• [REQUIRED TASK]: Can you copy out the records verbatim, from the start of the records up to and including the line with "159), (97, 159)]", with the pictures left out?

• [EXTRACTED INFORMATION]:
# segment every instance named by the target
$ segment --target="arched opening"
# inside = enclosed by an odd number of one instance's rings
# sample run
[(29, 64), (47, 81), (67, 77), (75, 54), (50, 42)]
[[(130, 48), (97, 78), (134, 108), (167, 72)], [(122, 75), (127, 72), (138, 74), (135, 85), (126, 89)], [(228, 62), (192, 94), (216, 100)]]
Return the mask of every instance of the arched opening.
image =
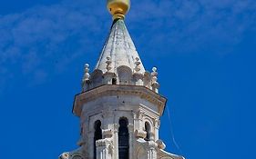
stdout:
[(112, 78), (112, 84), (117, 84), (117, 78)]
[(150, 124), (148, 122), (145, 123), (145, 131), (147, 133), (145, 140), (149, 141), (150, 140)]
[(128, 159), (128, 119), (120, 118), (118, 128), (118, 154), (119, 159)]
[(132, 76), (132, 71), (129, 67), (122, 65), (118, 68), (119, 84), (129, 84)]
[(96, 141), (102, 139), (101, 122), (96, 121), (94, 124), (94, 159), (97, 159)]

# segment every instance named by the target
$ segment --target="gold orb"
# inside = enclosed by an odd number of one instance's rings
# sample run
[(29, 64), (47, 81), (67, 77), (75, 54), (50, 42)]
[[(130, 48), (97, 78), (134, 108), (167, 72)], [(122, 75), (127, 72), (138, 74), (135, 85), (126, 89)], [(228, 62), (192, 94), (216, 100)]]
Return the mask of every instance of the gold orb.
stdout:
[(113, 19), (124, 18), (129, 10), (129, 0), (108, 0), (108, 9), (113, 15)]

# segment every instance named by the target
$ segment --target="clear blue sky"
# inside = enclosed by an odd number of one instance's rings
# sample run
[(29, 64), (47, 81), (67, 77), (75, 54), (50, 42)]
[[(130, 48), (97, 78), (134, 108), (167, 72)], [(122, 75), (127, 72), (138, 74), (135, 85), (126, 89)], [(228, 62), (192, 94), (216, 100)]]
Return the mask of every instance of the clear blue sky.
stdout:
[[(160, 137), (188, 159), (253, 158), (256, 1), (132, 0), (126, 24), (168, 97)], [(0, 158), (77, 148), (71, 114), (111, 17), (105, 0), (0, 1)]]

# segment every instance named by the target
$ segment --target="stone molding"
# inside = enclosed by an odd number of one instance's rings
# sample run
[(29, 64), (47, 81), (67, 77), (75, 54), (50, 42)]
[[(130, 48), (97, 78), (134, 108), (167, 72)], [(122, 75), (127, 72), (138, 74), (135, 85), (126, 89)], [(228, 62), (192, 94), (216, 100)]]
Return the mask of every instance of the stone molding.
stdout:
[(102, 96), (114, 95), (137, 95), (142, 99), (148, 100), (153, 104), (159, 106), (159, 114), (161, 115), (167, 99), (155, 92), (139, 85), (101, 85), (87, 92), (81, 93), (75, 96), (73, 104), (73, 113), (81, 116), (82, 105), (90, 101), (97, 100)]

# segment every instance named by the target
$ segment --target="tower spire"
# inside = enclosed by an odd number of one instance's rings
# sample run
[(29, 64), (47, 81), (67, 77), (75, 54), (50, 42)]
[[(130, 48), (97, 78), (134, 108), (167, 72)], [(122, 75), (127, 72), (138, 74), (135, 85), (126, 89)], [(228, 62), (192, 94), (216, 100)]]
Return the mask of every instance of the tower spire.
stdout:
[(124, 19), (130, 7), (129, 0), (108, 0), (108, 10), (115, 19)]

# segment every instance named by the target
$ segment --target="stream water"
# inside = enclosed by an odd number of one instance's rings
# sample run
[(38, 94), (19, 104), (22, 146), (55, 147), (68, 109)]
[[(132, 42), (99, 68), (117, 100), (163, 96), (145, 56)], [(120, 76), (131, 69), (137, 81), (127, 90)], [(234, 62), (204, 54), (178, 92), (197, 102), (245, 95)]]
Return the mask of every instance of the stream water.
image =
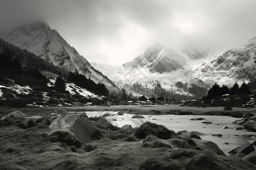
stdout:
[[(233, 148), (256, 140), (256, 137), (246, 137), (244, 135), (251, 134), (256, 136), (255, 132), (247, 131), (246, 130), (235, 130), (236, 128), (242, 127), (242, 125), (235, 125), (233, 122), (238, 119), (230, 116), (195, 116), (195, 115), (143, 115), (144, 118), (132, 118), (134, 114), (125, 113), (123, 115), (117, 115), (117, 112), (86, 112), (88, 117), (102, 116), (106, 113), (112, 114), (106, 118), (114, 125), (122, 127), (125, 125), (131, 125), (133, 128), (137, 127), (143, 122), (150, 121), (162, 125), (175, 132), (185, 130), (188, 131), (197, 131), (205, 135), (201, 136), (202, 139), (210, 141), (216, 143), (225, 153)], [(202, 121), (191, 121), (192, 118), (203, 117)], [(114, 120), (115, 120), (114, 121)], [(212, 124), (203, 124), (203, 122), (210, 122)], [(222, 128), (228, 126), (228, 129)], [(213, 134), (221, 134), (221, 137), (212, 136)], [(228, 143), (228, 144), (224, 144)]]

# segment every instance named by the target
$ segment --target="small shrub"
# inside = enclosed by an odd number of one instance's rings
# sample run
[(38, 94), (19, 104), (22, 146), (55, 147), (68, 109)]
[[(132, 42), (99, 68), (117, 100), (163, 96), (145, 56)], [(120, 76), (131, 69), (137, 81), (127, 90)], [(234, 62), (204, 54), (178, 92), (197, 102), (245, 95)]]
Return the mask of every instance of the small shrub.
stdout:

• [EXERCISE ANSWER]:
# segment every instance named by the target
$ segment --target="arched opening"
# inside = enclosed by an odd number of one instance's rings
# sample run
[(29, 64), (47, 81), (67, 77), (75, 54), (50, 42)]
[[(130, 48), (97, 78), (134, 108), (167, 72)], [(122, 75), (127, 72), (138, 74), (135, 85), (126, 89)], [(228, 62), (192, 94), (216, 100)]]
Return the mask of every instance of the arched opening.
image =
stdout:
[(112, 78), (112, 84), (117, 84), (117, 78)]
[(150, 124), (148, 122), (145, 123), (145, 131), (147, 133), (145, 140), (149, 141), (150, 140)]
[(128, 159), (128, 119), (120, 118), (118, 128), (118, 154), (119, 159)]
[(132, 76), (132, 71), (129, 67), (122, 65), (118, 68), (119, 84), (129, 84)]
[(96, 141), (102, 139), (101, 122), (96, 121), (94, 124), (94, 159), (97, 159)]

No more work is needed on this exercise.